Set task
Rewrite the part of the records that opens with the line containing "Extract shrub from this picture." and runs through the end of the records, replacing "shrub" with "bush" and leaving everything else unchanged.

[Data entries]
______________________________
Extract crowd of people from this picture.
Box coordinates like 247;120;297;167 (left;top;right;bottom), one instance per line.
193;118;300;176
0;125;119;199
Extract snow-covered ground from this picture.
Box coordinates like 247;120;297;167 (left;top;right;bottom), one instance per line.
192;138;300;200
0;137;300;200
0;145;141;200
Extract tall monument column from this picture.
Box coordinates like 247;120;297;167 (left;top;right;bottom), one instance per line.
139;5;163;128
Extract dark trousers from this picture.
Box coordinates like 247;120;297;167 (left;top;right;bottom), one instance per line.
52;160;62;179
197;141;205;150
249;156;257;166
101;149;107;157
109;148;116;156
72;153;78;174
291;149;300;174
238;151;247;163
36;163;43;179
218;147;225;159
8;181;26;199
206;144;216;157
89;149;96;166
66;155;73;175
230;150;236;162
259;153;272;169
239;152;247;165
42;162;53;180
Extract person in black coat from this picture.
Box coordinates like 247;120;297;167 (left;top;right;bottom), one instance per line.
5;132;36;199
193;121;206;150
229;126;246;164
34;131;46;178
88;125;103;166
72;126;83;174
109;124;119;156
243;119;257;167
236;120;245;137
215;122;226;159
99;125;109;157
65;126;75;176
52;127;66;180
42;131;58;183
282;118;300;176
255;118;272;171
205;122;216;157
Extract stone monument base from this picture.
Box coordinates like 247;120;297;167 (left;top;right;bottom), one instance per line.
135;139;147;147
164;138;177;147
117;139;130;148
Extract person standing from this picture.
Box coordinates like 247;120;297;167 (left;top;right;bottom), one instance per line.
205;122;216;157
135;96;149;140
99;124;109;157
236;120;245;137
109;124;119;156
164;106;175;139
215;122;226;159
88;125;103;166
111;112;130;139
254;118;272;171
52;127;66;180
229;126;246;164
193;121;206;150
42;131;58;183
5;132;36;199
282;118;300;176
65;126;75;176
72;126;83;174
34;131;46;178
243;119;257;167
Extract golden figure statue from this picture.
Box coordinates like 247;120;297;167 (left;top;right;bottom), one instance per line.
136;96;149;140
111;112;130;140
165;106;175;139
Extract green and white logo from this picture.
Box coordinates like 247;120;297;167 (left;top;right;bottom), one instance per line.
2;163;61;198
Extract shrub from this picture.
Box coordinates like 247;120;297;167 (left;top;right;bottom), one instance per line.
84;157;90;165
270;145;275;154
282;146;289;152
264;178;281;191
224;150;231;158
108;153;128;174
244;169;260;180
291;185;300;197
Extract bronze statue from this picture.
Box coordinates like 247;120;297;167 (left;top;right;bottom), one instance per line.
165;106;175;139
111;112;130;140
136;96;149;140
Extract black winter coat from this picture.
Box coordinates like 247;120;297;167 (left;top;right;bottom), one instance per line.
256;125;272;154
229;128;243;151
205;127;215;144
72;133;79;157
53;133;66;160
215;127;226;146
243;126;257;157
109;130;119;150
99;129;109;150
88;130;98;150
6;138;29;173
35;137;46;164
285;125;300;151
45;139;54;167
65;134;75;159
______________________________
Result
Extract bush from this picture.
Box coordinates like 247;120;297;167 (left;top;right;bottom), one instance per line.
84;157;90;165
270;145;275;154
282;146;289;152
264;178;281;191
224;150;231;158
108;153;128;174
244;169;260;180
291;185;300;197
Extract bronze statue from this picture.
Box coordinates like 247;120;297;167 (left;top;right;bottom), one instance per line.
165;106;175;139
111;112;130;140
136;96;149;140
Extract black winter coat from this picture.
Box coordinates like 247;120;297;167 (left;top;right;bottom), one instance per line.
256;125;272;154
229;128;243;151
205;127;215;144
72;133;79;157
53;133;66;160
215;127;226;146
243;126;257;157
109;130;119;150
99;129;109;150
88;130;98;150
6;138;29;173
35;137;46;164
285;125;300;151
45;139;54;167
65;134;75;159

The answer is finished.